━━ GIVEN TEXT ━━
Be Advised: Part 3

I have SOARed.

Or, more accurately, I have taken the Student Orientation, Advising and Registration test, and received my Personal Identification Number so that I could register for my classes.

But as with everything involved with this “schooling thing”, all did not go as planned.

As I posted in Part 2, Class Registration opened at 0600 on the 12th, but that the earliest time for first time students to go through the SOAR program was the 17th. I called the school, put on my best whine, and was able to get into the online course that opened on the 12th at 0800.

So at the appropriate time, I logged in with my school email addy as my login and my student ID as my password and got….nothing. I waited five minutes and tried again (in case they hadn’t turned it on yet), getting the same result. Another five and the same. I called the school only to find that enough people had also put on their best whine and gotten into the online course to crash it.

But not to worry, the IT folks would be on top of it when they got in at 0900 and to try to log on again at noon. I went to bed, woke up at 1300 and tried again. Nothing. Another phone call was made and I was told to try tomorrow at 0800. I then went back to bed for the day.

Meanwhile, returning students were already registering for classes.

Not being one to listen to the reasonable request for patience of others, I tried to log in at 1900 before going to work….. and got in.

I quickly wandered around this very weird corner of the school’s site, with multitudes of frames instead of pages (reminding me of the blogosphere circa 2003), and felt like I was walking through a digital version of the school handbook that I’d picked up during my visit to the campus, and had read cover to cover in order to get this far. Except that there were multiple links to a test I had to pass to get my PIN.
━━━
TO-DO LIST -
a - List each distinct clock time that the blog post about SOAR registration writes as four digits.
b - Carry on the blog post about SOAR registration from its last sentence.
━━ DATA SUPPLIED ━━
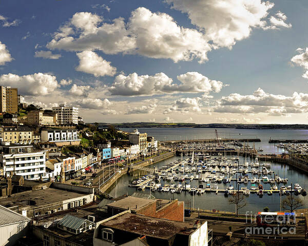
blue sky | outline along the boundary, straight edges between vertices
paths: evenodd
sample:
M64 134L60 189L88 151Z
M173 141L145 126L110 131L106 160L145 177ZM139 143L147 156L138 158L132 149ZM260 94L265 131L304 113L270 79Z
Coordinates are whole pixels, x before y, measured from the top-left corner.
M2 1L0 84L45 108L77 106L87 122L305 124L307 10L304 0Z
━━━
━━ DATA SUPPLIED ━━
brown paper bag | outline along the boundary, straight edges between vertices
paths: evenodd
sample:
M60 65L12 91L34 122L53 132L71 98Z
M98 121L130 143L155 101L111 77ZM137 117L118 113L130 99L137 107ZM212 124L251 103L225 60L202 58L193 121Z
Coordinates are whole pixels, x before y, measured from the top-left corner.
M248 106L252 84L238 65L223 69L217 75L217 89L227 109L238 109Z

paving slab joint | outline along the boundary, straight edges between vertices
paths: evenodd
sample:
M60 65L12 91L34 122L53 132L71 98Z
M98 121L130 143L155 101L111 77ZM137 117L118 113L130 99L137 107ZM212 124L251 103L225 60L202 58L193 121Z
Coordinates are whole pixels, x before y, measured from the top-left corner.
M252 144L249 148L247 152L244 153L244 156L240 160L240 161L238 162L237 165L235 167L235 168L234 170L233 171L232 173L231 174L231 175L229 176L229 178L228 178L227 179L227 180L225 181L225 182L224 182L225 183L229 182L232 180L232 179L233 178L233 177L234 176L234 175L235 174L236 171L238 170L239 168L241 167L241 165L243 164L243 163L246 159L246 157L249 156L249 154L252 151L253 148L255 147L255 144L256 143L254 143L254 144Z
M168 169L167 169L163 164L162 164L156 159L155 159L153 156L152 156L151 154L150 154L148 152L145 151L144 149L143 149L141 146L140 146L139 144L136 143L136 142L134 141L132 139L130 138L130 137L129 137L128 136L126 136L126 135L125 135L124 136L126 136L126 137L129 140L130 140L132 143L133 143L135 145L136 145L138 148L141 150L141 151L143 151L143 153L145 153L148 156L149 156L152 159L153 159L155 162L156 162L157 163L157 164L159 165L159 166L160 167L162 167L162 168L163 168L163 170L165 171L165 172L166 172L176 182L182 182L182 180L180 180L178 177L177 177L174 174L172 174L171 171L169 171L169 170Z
━━━
━━ DATA SUPPLIED ━━
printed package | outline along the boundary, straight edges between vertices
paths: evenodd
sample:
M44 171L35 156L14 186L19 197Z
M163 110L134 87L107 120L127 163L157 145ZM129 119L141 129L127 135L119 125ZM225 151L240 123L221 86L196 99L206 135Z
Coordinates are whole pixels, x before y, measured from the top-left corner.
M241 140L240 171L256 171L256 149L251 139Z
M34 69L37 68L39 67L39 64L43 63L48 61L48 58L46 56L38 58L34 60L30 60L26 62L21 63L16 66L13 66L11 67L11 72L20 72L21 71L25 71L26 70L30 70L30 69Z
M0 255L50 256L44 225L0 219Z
━━━
RESULTS IN ORDER -
a - 0600, 0800, 0900, 1300, 1900

b -
I was worried that it was going to be some quasi-ordeal with 20 to 30 questions. After all, the in-person version of the SOAR takes a full two hours. But I was feeling confident and clicked through and took the test.

It was six questions that I could have answered while half asleep. I was shown a pop-up that congratulated me for passing and telling me that my PIN would be emailed to my school email within 48 hours.

Meanwhile, returning students were already registering for classes.

Despite my wish to do so, I do not think it proper to complain that it only took 18 hours for the PIN to be dropped in my email in box. I need all the karma I can get.

With PIN in hand, so to speak, I logged in to the Class Registration portion of the main site. I needed one English Comp class and one remedial Algebra class.

Double denied.

There may have been thirty-two different English Comp classes available at 0600 on the 12th, nine of them being held some time between 0700 and 1200 (when I could attend), but they were all full by 1100 on Friday. Including and especially the online courses I was hoping to take.

I was able to get into a 1900-2130 two-day a week class, but a call to my boss verified that she wasn’t willing to modify my work schedule.

The same problem arose for my remedial math class. Three classes available. Three classes full. I was fuming (including, but not limited to much mumbled fowl language). I was left to flip through the Winter Quarter Schedule book to see which of my other prerequisites I might be able to get into this first quarter.

I snagged one of the last places in Geography 100 (aka: Intro to Geography). This made me quite happy and caused the mumblings to subside long enough for me to turn to the wrong page in the Mathematics section, where I found the “Resource Modules”.

The RM’s offer the opportunity to do a quick Pass/Fail run through a subject and then retake the entrance exam. If you score higher on the exam, you don’t have to go through the course. Like a scholastic double or nothing.

I’m not much of a gambler, but I thought I’d better try to get some sort of mathematics subject in this quarter. I turned yet another page to try and find my particular RM and was surprised when I found more mathematics courses stuffed up in the page corner by “Music, The Fundamentals of,”.

The were “Flex Courses” classified as Lab Courses which are taught on a PC instead of out of a book. From the handbook, “These courses will be taught in an independent computer-mediated learning mode. Attendance the first week of class is mandatory and also required for submitting homework and testing.”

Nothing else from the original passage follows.